■ **Quoted passage**
-----

Even when the apparatus exists, novelty ordinarily emerges only for the man who, knowing with precision what he should expect, is able to recognize that something has gone wrong — Thomas S. Kuhn
COVID-19 madness is generating a massive upheaval of social, political, and economic norms. I suspect the shocks to our civilization will be profound. We might be witnessing a revamp of our most fundamental beliefs and a consequent reconceptualization of reality.
But how can we be sure? Is all of the brouhaha really as it seems, or simply a delusion brought on by the transient strangeness of social distancing, alienating masks, and the relative stillness of isolation? Will we be brainwashed into believing there were no alternatives to the draconian measures we so passively accepted? Or eventually, be persuaded that none of it happened? That it was just another blip in the journey we call progress?
Even these questions are elusive for social and cultural transformations result less from shared sensations and more from alertness within individual minds that eventually cohere into a community of mind.

-----

■ **Assignment**
Translate this sentence from the passage on COVID-19 and social norms into Spanish: "I suspect the shocks to our civilization will be profound."

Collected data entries
-----

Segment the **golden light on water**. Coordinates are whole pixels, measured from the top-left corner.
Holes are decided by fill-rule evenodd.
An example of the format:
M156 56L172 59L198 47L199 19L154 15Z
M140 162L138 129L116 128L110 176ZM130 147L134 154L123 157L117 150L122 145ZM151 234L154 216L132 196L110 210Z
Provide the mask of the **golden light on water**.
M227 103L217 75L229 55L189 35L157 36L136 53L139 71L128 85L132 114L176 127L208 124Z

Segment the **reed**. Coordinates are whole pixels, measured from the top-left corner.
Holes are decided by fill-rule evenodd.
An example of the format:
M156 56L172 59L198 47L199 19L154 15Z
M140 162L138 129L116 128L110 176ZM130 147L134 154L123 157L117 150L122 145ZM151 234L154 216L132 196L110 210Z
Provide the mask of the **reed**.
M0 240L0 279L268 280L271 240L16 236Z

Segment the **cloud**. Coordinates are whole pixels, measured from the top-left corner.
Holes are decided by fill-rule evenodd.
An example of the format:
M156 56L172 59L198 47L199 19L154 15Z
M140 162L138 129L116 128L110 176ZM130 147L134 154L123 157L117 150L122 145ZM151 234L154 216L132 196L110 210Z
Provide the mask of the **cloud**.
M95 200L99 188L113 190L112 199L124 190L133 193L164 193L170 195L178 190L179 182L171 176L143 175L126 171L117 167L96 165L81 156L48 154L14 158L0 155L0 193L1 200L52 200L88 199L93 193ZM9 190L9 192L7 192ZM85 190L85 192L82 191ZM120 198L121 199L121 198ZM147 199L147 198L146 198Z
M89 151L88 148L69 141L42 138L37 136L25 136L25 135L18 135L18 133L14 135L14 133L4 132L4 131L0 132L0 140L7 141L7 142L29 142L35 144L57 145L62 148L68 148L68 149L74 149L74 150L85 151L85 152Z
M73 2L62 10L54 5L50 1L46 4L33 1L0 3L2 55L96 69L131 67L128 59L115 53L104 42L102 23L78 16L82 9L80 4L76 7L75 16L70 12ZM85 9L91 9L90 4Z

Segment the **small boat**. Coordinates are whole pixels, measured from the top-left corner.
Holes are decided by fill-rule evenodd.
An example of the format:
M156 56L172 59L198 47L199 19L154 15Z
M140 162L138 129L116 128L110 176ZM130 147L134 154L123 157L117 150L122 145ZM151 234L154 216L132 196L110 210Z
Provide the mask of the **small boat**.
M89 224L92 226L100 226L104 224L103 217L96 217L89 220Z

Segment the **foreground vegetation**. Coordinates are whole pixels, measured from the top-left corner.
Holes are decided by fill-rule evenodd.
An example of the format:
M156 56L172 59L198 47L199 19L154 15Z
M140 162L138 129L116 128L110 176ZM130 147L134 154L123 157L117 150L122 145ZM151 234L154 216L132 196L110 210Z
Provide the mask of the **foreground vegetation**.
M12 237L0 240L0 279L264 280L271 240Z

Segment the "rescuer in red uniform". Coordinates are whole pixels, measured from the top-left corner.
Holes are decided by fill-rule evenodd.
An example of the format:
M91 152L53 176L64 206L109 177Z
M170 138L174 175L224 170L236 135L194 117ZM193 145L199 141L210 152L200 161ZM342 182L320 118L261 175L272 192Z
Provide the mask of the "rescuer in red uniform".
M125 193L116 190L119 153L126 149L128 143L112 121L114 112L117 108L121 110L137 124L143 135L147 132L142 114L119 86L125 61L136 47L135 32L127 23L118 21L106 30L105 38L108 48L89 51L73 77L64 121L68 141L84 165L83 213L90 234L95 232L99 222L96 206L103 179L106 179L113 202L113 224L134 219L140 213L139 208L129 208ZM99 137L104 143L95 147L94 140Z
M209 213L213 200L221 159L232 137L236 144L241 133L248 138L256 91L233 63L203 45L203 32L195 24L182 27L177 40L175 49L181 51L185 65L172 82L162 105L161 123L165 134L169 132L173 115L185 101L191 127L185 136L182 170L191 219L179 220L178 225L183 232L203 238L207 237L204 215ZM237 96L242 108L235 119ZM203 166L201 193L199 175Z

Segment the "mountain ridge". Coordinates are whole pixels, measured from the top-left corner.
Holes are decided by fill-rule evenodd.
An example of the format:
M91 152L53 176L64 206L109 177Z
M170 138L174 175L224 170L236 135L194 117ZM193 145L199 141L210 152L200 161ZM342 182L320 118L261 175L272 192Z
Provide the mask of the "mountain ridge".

-----

■ **Answer to this task**
Sospecho que las sacudidas a nuestra civilización serán profundas.